---------- Provided data ----------
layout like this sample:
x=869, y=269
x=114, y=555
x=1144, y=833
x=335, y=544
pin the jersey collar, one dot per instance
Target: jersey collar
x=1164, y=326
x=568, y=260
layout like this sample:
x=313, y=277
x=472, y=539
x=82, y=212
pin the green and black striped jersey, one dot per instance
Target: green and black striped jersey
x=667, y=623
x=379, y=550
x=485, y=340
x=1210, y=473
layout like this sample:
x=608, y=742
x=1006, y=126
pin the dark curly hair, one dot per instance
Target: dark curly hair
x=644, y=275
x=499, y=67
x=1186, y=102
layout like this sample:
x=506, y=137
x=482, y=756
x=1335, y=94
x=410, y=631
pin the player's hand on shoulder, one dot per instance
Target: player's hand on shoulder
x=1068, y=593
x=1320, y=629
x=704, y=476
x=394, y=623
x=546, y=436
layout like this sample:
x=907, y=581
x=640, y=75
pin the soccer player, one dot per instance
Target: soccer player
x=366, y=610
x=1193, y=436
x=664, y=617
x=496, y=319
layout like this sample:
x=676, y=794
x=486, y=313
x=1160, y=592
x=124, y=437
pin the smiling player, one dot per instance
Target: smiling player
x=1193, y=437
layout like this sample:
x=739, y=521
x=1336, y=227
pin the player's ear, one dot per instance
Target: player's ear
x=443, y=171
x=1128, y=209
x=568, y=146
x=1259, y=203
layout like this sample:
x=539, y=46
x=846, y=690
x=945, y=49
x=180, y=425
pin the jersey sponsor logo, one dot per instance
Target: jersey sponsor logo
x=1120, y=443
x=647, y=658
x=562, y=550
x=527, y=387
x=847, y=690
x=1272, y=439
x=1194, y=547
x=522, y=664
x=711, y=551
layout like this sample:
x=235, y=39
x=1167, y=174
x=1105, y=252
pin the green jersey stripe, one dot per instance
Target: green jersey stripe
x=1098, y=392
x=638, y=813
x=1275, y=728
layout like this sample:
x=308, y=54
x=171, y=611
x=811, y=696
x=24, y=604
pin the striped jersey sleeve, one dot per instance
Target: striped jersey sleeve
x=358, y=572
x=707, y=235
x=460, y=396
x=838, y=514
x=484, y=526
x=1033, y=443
----------
* Exercise:
Reproduce the records from their first line through the line containing "x=1210, y=473", substituting "shirt" for "jersey" and leaving everything else unchanged.

* Written reply:
layout like this sample:
x=869, y=269
x=114, y=555
x=1144, y=833
x=335, y=544
pin the shirt collar, one dot per instance
Target: shirt collar
x=1164, y=326
x=568, y=260
layout like this sample:
x=313, y=277
x=472, y=539
x=82, y=212
pin the green and black striped shirt, one dot per instance
Target: green and black striped shirt
x=667, y=623
x=379, y=550
x=485, y=340
x=1210, y=473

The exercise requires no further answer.